Dataset records:
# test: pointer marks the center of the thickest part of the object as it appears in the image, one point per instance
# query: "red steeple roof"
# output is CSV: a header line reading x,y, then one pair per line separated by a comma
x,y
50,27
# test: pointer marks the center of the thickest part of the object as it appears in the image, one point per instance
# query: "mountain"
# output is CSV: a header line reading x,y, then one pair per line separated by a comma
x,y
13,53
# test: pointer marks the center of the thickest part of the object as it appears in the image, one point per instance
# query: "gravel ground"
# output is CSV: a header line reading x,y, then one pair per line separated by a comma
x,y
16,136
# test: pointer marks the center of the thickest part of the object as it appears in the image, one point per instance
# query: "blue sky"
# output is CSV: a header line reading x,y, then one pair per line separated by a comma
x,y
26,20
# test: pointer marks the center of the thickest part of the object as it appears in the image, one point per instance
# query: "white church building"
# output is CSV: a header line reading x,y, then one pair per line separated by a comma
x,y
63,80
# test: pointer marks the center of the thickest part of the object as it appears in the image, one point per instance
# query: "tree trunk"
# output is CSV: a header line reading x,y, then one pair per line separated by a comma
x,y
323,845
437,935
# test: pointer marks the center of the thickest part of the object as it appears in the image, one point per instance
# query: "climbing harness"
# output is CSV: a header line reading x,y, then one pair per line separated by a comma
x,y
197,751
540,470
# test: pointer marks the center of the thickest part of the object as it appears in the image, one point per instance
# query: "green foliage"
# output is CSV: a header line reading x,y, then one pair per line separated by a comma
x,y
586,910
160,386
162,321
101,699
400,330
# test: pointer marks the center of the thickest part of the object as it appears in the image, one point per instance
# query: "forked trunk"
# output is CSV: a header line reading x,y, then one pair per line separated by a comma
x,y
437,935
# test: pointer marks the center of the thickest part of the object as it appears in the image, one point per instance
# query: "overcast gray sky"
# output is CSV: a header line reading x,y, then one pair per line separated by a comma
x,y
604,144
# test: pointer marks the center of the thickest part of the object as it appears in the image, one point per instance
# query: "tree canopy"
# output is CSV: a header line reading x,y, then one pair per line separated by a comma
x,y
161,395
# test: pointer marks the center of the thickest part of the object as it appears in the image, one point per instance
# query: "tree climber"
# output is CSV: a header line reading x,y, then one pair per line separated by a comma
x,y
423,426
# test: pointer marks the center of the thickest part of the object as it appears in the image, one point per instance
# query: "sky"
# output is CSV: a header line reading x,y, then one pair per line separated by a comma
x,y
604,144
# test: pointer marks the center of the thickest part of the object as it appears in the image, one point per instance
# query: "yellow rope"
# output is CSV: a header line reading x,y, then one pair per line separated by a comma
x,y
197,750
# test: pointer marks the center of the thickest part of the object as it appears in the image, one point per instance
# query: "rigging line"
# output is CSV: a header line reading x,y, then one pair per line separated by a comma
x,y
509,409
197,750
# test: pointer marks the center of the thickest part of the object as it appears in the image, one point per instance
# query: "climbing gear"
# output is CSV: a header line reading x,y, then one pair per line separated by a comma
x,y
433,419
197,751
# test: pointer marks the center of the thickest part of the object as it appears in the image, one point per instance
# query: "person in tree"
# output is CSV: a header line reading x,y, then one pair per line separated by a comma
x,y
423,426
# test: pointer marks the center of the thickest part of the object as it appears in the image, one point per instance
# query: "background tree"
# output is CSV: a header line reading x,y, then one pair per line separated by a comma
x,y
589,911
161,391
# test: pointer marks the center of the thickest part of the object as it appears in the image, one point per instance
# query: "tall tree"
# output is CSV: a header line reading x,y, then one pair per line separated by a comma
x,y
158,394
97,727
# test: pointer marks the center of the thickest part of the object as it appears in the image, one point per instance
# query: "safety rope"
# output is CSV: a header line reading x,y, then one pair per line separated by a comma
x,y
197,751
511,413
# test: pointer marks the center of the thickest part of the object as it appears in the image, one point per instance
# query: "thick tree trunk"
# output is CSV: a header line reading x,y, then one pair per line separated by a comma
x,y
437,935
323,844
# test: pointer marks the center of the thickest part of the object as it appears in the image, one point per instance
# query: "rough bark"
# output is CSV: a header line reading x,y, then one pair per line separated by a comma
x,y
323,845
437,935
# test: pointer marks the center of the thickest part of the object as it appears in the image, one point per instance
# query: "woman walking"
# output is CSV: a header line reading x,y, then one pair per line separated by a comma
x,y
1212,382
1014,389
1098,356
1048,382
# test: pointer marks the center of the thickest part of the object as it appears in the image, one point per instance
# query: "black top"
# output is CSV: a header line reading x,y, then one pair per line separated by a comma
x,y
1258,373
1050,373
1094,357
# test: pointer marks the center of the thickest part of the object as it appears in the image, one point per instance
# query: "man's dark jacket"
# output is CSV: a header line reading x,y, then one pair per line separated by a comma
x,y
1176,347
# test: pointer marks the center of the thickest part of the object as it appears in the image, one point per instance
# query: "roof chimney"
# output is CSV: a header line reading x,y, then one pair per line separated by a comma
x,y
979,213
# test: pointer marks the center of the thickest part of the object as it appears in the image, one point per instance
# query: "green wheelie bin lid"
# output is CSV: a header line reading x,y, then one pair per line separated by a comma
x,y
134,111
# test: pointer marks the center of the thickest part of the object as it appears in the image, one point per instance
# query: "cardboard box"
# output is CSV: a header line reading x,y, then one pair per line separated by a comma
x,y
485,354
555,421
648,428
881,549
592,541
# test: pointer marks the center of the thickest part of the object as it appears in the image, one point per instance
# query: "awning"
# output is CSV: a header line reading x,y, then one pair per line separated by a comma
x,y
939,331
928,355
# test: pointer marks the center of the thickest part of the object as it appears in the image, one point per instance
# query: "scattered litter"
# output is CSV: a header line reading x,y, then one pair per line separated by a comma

ACTIVITY
Search each line of the data above for "green", and copy the lines where it occurs.

WRITTEN REPLY
# query: "green foliage"
# query: "green wheelie bin lid"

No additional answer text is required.